The exercise: Reproduce the material below word for word, leaving out the pictures.
########################################
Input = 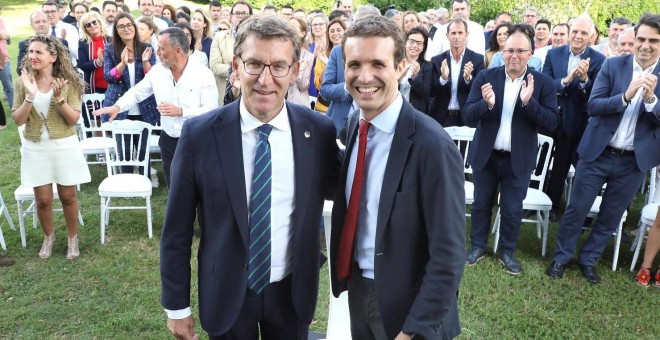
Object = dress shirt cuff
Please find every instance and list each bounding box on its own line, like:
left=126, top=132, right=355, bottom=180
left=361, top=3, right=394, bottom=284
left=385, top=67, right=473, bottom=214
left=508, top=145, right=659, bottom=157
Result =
left=165, top=307, right=192, bottom=320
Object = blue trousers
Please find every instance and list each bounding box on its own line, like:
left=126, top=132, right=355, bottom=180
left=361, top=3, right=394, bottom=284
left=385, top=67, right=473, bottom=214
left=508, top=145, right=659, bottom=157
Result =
########################################
Correct output:
Input = 
Object = dress shirt cuff
Please find every instance and list each bounding box on its own line, like:
left=126, top=132, right=355, bottom=180
left=361, top=3, right=394, bottom=284
left=385, top=67, right=473, bottom=214
left=508, top=145, right=659, bottom=157
Result =
left=165, top=307, right=192, bottom=320
Object = blue trousers
Please find every instance and list each bounding box on its own line, like:
left=126, top=132, right=355, bottom=180
left=361, top=3, right=394, bottom=284
left=385, top=67, right=473, bottom=214
left=508, top=145, right=659, bottom=157
Result =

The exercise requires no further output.